Document Type

Article

Publication Date

10-1-2010

Comments

This article has been peer reviewed. It was published in: Journal of cardiovascular translational research.

Volume 3, Issue 5, October 2010, Pages 525-37.

The published version is available at DOI: 10.1007/s12265-010-9211-9. Copyright © Springer.

Abstract

Cardiovascular disease is the leading cause of death worldwide, showing a dramatically growing prevalence. It is still associated with a poor clinical prognosis, indicating insufficient long-term treatment success of currently available therapeutic strategies. Investigations of the pathomechanisms underlying cardiovascular disorders uncovered the Ca(2+) binding protein S100A1 as a critical regulator of both cardiac performance and vascular biology. In cardiomyocytes, S100A1 was found to interact with both the sarcoplasmic reticulum ATPase (SERCA2a) and the ryanodine receptor 2 (RyR2), resulting in substantially improved Ca(2+) handling and contractile performance. Additionally, S100A1 has been described to target the cardiac sarcomere and mitochondria, leading to reduced pre-contractile passive tension as well as enhanced oxidative energy generation. In endothelial cells, molecular analyses revealed a stimulatory effect of S100A1 on endothelial NO production by increasing endothelial nitric oxide synthase activity. Emphasizing the pathophysiological relevance of S100A1, myocardial infarction in S100A1 knockout mice resulted in accelerated transition towards heart failure and excessive mortality in comparison with wild-type controls. Mice lacking S100A1 furthermore displayed significantly elevated blood pressure values with abrogated responsiveness to bradykinin. On the other hand, numerous studies in small and large animal heart failure models showed that S100A1 overexpression results in reversed maladaptive myocardial remodeling, long-term rescue of contractile performance, and superior survival in response to myocardial infarction, indicating the potential of S100A1-based therapeutic interventions. In summary, elaborate basic and translational research established S100A1 as a multifaceted therapeutic target in cardiovascular disease, providing a promising novel therapeutic strategy to future cardiologists.

------------------------------------------------------------

Task details:
Reproduce the part of the S100A1 article page that begins with the words containing "Document Type" and ends with "2010, Pages 525-37.".

------------------------------------------------------------

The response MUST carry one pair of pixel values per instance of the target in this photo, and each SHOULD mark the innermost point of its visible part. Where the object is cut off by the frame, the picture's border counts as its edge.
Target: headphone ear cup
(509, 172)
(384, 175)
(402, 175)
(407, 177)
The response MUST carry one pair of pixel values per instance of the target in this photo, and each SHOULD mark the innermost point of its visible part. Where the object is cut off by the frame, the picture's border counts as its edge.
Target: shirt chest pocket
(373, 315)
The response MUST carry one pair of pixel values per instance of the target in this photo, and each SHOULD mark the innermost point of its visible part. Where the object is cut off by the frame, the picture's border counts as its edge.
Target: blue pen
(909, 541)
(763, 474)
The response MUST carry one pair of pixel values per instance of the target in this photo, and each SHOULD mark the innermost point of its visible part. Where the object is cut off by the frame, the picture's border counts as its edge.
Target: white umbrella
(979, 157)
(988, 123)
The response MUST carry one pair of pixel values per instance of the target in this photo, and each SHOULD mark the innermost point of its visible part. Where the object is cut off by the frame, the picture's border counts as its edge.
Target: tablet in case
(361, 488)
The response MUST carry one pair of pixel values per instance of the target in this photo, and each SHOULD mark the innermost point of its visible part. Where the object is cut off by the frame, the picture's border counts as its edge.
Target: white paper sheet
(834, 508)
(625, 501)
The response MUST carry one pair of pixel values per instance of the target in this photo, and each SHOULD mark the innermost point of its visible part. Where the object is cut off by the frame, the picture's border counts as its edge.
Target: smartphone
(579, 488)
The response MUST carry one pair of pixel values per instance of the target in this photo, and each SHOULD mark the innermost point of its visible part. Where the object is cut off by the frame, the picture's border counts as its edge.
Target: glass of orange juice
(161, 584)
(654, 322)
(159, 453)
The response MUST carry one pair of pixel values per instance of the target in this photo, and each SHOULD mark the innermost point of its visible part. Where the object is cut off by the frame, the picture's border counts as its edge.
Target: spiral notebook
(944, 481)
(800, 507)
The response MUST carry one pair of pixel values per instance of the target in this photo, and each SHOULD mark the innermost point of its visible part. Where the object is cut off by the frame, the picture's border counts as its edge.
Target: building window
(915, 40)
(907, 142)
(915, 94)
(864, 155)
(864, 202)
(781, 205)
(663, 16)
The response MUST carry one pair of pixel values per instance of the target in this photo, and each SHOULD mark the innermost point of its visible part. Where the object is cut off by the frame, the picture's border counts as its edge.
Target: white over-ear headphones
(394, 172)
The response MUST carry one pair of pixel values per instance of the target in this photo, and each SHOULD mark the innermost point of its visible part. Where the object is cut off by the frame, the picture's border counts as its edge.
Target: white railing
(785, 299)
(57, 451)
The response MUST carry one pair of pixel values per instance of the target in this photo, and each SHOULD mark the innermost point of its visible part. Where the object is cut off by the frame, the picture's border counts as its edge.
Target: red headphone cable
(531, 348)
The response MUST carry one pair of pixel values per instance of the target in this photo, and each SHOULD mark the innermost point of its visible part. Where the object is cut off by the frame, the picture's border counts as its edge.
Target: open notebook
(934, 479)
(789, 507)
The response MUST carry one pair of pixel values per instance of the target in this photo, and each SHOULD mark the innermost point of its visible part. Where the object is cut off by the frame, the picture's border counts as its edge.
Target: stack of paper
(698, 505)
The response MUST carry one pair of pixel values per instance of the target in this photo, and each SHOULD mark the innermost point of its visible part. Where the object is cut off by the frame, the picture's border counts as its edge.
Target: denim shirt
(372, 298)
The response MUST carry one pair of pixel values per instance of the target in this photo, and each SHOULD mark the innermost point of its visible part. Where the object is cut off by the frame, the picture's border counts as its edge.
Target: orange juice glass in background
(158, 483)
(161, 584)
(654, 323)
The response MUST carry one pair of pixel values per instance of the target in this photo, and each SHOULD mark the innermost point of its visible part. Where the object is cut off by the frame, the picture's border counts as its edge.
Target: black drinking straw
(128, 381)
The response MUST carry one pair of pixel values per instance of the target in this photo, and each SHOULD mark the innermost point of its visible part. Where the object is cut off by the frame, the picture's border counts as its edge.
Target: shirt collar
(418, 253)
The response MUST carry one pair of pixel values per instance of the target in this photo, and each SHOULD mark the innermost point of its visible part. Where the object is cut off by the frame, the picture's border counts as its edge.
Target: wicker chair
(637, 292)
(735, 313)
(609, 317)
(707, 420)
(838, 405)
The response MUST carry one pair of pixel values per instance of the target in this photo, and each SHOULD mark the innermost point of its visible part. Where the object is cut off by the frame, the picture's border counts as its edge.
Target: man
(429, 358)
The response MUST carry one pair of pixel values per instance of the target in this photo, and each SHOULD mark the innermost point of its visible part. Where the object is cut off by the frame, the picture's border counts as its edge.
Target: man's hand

------------------------------------------------------------

Result for this task:
Document Type

Article

Publication Date

10-1-2010

Comments

This article has been peer reviewed. It was published in: Journal of cardiovascular translational research.

Volume 3, Issue 5, October 2010, Pages 525-37.